**YOUR OBJECTIVE**
Tally the lines of the records below that contain the string "outline", treating uppercase and lowercase as different, and give only that number.

Data lines:
* * * * * * *
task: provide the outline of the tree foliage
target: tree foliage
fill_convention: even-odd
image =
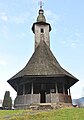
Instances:
[[[10,92],[9,91],[5,92],[2,106],[3,106],[3,109],[10,110],[12,108],[12,99],[10,97]]]

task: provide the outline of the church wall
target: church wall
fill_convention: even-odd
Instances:
[[[15,99],[15,107],[20,109],[35,103],[40,103],[40,94],[18,95]]]

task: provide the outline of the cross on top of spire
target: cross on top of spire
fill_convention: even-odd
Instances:
[[[43,1],[40,0],[40,9],[42,9],[42,6],[43,6]]]

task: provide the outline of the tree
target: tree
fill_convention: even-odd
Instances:
[[[10,92],[9,91],[5,92],[2,106],[3,106],[3,109],[10,110],[12,108],[12,99],[10,97]]]

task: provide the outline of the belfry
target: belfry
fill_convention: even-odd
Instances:
[[[26,66],[8,80],[15,89],[16,108],[31,104],[72,103],[70,87],[78,79],[61,67],[50,49],[51,25],[46,22],[42,6],[32,26],[35,50]]]

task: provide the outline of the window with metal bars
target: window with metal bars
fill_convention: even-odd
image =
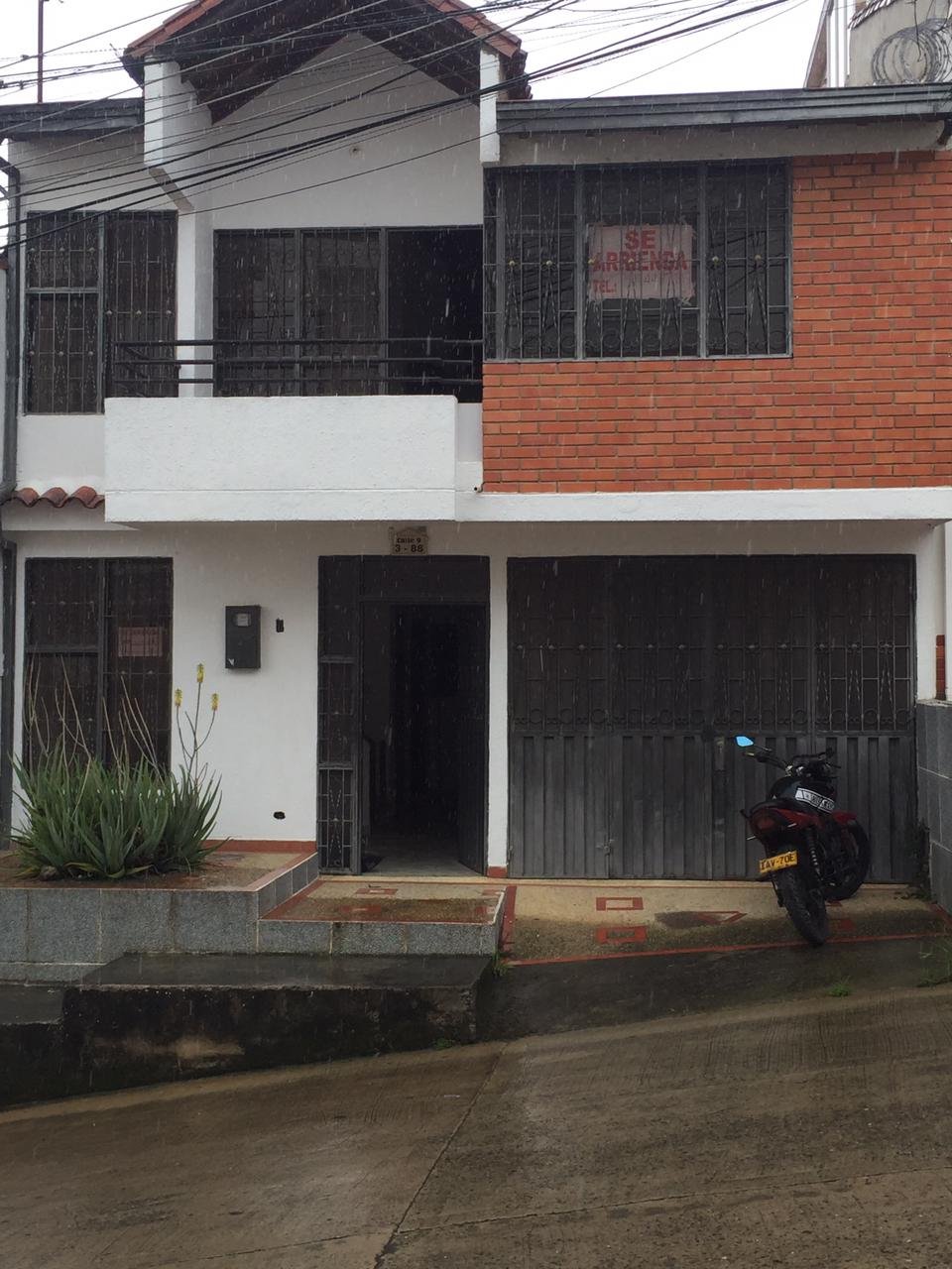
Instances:
[[[168,764],[171,560],[28,560],[27,763],[60,737]]]
[[[376,392],[382,294],[380,230],[218,231],[217,392]]]
[[[24,409],[95,414],[131,396],[133,372],[113,374],[117,343],[175,339],[175,212],[43,212],[27,217]],[[159,354],[161,359],[162,354]],[[150,365],[151,396],[176,391]]]
[[[783,162],[486,175],[486,355],[790,352]]]

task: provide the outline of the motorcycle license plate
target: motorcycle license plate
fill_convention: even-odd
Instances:
[[[762,859],[758,867],[760,868],[760,876],[765,877],[768,873],[779,872],[781,868],[796,868],[796,850],[788,850],[783,855],[769,855],[767,859]]]

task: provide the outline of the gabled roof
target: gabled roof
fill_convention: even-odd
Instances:
[[[193,0],[129,44],[123,65],[141,84],[146,58],[178,62],[217,121],[354,32],[459,96],[479,91],[489,47],[508,95],[528,96],[519,41],[462,0]]]

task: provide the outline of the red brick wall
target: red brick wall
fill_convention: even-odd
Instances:
[[[487,363],[484,489],[952,483],[952,154],[792,179],[793,355]]]

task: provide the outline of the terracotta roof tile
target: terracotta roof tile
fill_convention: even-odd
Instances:
[[[93,489],[91,485],[80,485],[71,494],[67,494],[61,485],[53,485],[52,489],[47,489],[42,494],[27,486],[15,489],[10,500],[22,503],[24,506],[36,506],[37,503],[48,503],[50,506],[67,506],[70,503],[79,503],[80,506],[94,508],[103,505],[105,495]]]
* * * * * * *
**PROBLEM SOLUTION**
10